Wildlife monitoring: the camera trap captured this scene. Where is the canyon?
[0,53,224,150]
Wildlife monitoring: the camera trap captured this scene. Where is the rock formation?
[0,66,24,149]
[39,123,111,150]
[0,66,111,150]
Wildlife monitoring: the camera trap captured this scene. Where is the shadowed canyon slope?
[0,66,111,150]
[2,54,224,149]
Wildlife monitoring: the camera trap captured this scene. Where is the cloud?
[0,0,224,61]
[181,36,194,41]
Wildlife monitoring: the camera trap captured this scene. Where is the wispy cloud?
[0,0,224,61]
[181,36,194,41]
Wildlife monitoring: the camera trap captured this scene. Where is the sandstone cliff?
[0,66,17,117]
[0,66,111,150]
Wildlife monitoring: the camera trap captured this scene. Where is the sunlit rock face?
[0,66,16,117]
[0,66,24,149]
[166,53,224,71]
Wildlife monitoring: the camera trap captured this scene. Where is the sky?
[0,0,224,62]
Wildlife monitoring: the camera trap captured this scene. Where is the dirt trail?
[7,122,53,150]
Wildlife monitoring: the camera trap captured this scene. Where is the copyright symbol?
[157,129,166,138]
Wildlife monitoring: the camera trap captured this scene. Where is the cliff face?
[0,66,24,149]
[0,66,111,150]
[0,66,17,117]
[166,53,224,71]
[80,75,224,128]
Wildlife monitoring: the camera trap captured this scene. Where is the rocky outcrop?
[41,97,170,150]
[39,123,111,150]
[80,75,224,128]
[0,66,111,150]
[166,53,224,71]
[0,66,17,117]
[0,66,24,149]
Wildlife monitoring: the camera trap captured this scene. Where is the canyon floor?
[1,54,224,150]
--
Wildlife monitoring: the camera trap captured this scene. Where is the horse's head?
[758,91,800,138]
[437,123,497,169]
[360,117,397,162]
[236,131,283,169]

What this task involves – Starting at the line that contains "is the canyon?" and ending at the line that contains "[1,54,224,150]", with both of those lines included, reproduce that stretch of the data in full, requests too, and scale every box coordinate in the answers by 0.7, rounding each to a whole number with halves going up. Output only that stretch.

Exercise answer –
Wildlife monitoring: the camera trap captured this scene. Where is the canyon?
[0,37,157,105]
Wildlife monitoring: the camera trap captured this scene. Where is the rock formation?
[0,46,17,104]
[27,86,78,105]
[0,46,78,105]
Wildlife monitoring: the camera trap captured this scene. Where is the shadowed canyon slope?
[0,46,78,105]
[1,38,157,104]
Wildlife monitoring: the camera trap captured this scene. Where is the cloud?
[0,0,157,43]
[127,25,136,29]
Wildlife monitoring: the camera trap captured this scene. Where is the wispy cloud?
[0,0,157,43]
[127,25,136,29]
Wildlife monitoring: the camera trap captured this scene. Where is the sandstone cliff?
[0,46,12,82]
[0,46,78,105]
Wildlife monitoring: the camera trap captured this scene. Where is the sunlit rock face?
[0,46,11,82]
[0,46,17,104]
[116,37,157,50]
Wildlife monitoring: the camera trap captured this scene. Where is the sky?
[0,0,157,43]
Wildlife monitoring: the camera trap captured this scene. Where is the dirt trail?
[5,85,37,105]
Wildlife monitoring: the camera trap captured this scene. Where is the copyright symbol?
[110,90,116,97]
Wildlife monitoring: the camera trap captured this scene. Where is the cliff face?
[0,46,17,104]
[0,46,78,105]
[0,46,12,82]
[116,37,157,50]
[56,53,157,90]
Wildlife monitoring: the camera trap captured this scene. Where is the rocky outcrop?
[29,68,119,105]
[27,86,78,105]
[56,53,157,90]
[0,46,78,105]
[116,37,157,50]
[0,46,12,82]
[0,46,17,104]
Wildlife monitoring: the camera trap captured this scene. Where is the canyon floor?
[1,38,157,105]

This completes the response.